━━ Given text ━━

# Help our new dog aggressive with our babysitter



## Katduf (Mar 10, 2013)

If it's very out of character for your dog to be acting like this with her, maybe the dog is trying to tell you something. Dogs are so smart, maybe she is trying to warn you about something, just a thought. 


Sent from Petguide.com Free App


----------



## GinnyinPA (Oct 31, 2010)

Is your sitter afraid of the dog? Animals tend to pick up on fear. The more your dog reacts to that fear (by following her around) the more afraid your sitter becomes and the more of a fear scent she emits, which will make your dog more reactive. 

There is also a possibility that your dog has an instinctive distrust the woman that you should pay attention to.


----------



## Megora (Jun 7, 2010)

At the mildest, your dog is probably spooked by this strange lady who may be huge and giving off strong scents. When people are afraid too, they probably smell even stronger to the dogs. When dogs are spooked - they growl or bark at whatever is spooking them. That isn't aggression. 

The other side of things is like the ladies above mentioned, there could be something going on when you aren't around or your dog is picking up on.


----------



## Charliethree (Jul 18, 2010)

Firstly, trust your gut! Your new dog, is still settling in and is finding that this 'stranger' worries her, she may see the sitter as an 'intruder' since she only comes by 'occasionally' (on weekends) and is letting herself in, (sneaking in from the dog's perspective). Your dog is sensing that this behavior is not 'right'.
How does the sitter feel about the dog or dogs in general? The dog will pick up easily on her emotions, she doesn't have to say or do anything to trigger the dog, your dog will sense it, so if she is worried/anxious about the dog, the dog will worry about her.
Don't punish or correct your dog for 'saying' she is not feeling good about this person. The 'growl' is a warning, not 'aggression', stopping the growl and turning off the warning can lead to a dog who does not growl, but bites instead. You also run the risk of your dog associating the punishment with the person who is present when it happens. For example: The sitter enters the home, the dog growls, gets corrected, she may well associate that correction with the sitter's presence reinforcing to her that the sitter is 'bad news'. Not what you want.
If you can arrange it have your sitter come by briefly a few times a week. Meet her at the door with your dog on leash, give the sitter a few treats to offer your dog. Allow your dog the choice to approach the sitter, or not, if she does seem to want to approach, have the sitter hold out an open hand with a few treats in it, ask her to not make eye contact, and turn sideways to the dog. If the dog will not approach, have her drop the treats on the floor near her feet or toss them underhand near your dog. Once your dog is feeling better about the sitter, and is taking treats from her hand, then ask her to accompany you on short walks to help build on that beginnings of trust.
The goal is to build some trust, and a positive association with the sitter - sitter = good things happening. Until your dog is feeling more comfortable with the sitter, and greeting her happily on arrival, suggest asking your sitter to wait for you to let her in. Your dog will take 'cues' from you who is 'safe' and who is not, to a dog, someone entering their home without their owner's permission/presence is suspicious, at least until they become familiar with and trusts them.


----------

━━━
━━ Material provided ━━

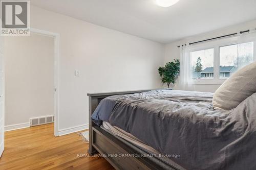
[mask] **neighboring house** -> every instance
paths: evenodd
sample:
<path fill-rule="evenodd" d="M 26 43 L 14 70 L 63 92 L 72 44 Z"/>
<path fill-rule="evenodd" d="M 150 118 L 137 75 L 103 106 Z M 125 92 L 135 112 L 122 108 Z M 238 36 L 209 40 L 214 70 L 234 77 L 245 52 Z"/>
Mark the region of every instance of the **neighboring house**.
<path fill-rule="evenodd" d="M 193 79 L 200 79 L 201 78 L 201 72 L 193 72 L 192 75 Z"/>
<path fill-rule="evenodd" d="M 220 78 L 229 78 L 231 74 L 236 71 L 234 65 L 229 66 L 220 66 Z M 201 77 L 212 78 L 214 77 L 214 67 L 206 67 L 201 72 Z"/>

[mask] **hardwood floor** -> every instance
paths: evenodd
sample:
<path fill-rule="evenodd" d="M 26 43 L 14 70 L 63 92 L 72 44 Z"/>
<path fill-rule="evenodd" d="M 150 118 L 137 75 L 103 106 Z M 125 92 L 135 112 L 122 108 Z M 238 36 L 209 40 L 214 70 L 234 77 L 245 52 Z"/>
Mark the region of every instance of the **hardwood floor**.
<path fill-rule="evenodd" d="M 114 169 L 103 158 L 77 156 L 88 148 L 77 133 L 53 132 L 53 124 L 6 132 L 0 169 Z"/>

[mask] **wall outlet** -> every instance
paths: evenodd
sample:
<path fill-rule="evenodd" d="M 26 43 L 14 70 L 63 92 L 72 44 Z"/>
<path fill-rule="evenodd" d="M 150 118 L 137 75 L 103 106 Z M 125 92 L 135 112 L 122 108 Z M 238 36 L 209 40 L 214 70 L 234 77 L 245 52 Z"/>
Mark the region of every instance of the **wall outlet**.
<path fill-rule="evenodd" d="M 78 70 L 75 70 L 75 76 L 80 76 L 80 71 Z"/>

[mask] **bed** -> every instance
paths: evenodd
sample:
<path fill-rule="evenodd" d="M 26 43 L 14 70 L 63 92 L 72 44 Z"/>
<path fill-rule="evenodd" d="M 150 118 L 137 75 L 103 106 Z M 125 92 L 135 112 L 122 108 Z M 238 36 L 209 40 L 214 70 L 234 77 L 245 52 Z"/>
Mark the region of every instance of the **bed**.
<path fill-rule="evenodd" d="M 88 152 L 105 154 L 116 169 L 256 168 L 254 94 L 230 111 L 214 108 L 211 93 L 156 90 L 88 95 Z M 156 153 L 168 155 L 168 160 Z"/>

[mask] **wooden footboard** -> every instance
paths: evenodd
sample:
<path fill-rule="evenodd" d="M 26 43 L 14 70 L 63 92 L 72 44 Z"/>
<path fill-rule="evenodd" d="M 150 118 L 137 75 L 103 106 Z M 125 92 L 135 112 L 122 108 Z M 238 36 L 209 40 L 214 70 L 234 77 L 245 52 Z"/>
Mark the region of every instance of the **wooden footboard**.
<path fill-rule="evenodd" d="M 90 154 L 101 154 L 116 169 L 178 169 L 156 157 L 141 156 L 148 153 L 126 140 L 113 136 L 91 121 L 91 115 L 104 98 L 113 95 L 133 94 L 149 90 L 88 94 L 90 128 L 88 153 Z"/>

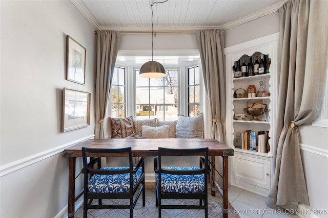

━━━

Task brief =>
From the forum thread about the dog and the babysitter, output the stretch from "At the mildest, your" through "picking up on.". The listing has nothing to do with the dog forum thread.

Complete response =>
At the mildest, your dog is probably spooked by this strange lady who may be huge and giving off strong scents. When people are afraid too, they probably smell even stronger to the dogs. When dogs are spooked - they growl or bark at whatever is spooking them. That isn't aggression. 

The other side of things is like the ladies above mentioned, there could be something going on when you aren't around or your dog is picking up on.